Reproduce exactly the entries from the "positive clicks: (103, 178)" line to the end. Skip all pictures.

--

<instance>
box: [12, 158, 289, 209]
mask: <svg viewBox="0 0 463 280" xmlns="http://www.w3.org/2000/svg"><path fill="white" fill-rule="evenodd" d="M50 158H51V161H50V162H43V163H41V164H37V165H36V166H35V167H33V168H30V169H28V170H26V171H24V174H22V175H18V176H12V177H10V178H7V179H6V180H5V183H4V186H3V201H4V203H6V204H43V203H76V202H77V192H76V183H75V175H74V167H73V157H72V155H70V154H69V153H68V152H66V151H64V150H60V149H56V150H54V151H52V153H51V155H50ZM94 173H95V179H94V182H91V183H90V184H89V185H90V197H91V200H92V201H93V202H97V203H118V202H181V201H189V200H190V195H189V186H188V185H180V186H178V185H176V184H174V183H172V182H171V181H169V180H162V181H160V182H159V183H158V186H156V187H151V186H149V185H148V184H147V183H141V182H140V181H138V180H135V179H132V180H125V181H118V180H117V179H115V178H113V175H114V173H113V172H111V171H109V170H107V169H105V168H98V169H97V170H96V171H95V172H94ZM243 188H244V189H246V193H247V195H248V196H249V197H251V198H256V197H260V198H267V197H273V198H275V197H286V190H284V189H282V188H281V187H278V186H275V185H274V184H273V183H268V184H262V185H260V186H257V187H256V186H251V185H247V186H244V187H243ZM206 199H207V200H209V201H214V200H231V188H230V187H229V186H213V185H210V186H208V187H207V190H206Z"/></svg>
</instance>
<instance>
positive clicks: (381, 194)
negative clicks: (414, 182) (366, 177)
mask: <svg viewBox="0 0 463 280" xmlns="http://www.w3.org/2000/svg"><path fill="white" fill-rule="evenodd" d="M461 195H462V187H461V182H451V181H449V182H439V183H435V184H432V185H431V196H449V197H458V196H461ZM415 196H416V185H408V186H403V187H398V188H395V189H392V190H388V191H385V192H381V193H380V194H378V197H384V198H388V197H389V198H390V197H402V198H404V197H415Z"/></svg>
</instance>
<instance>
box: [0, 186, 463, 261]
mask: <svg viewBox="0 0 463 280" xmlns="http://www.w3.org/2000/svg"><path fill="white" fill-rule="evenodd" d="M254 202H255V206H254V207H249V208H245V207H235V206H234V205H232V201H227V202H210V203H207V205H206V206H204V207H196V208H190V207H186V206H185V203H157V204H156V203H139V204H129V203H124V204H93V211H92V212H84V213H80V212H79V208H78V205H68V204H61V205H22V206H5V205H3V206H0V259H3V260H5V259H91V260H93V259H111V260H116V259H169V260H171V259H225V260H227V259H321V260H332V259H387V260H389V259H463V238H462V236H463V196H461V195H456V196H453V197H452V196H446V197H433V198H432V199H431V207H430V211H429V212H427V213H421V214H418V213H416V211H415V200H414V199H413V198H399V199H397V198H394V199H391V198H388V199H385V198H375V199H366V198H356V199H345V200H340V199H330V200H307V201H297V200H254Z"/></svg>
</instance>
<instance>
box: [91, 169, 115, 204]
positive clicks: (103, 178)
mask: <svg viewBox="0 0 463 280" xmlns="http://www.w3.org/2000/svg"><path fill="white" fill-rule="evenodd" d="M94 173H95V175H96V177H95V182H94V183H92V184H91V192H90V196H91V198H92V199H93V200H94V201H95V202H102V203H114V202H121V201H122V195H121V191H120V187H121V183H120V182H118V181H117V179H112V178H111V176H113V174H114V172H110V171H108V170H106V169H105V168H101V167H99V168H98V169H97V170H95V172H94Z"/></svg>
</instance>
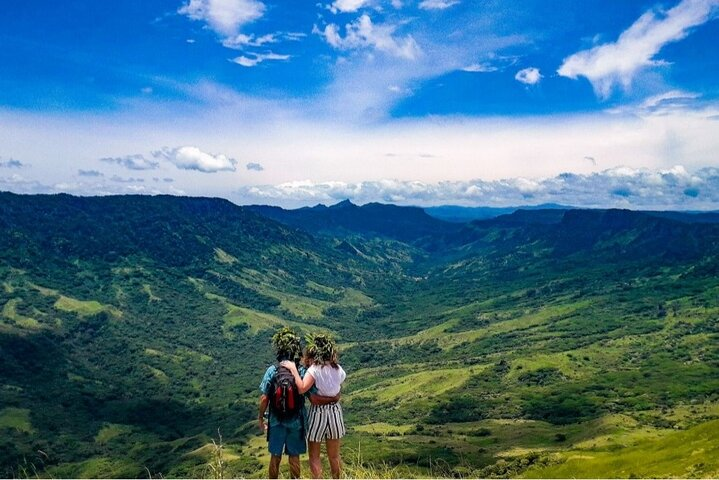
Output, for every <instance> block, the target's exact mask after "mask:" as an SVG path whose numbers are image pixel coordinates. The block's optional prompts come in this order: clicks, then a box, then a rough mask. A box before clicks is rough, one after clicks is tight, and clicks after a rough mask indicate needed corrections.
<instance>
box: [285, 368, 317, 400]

--

■ **Answer below**
positive clicks: (103, 178)
mask: <svg viewBox="0 0 463 280" xmlns="http://www.w3.org/2000/svg"><path fill="white" fill-rule="evenodd" d="M94 173H95V175H96V177H95V182H94V183H92V184H91V192H90V196H91V198H92V199H93V200H94V201H95V202H102V203H114V202H121V201H122V195H121V191H120V187H121V183H120V182H118V181H117V179H112V178H111V176H113V174H114V172H110V171H108V170H106V169H105V168H101V167H99V168H98V169H97V170H95V172H94Z"/></svg>
</instance>
Output, for every <instance> block, the target's exact mask after "mask:" as an SVG path whose numbers are image pixel coordinates. The block's optional prompts come in this order: clicks, then a box, then a rough mask. A box before clicks is rough, one after clicks is tight, and clicks after a rough mask indicate needed corrections.
<instance>
box: [285, 368, 317, 400]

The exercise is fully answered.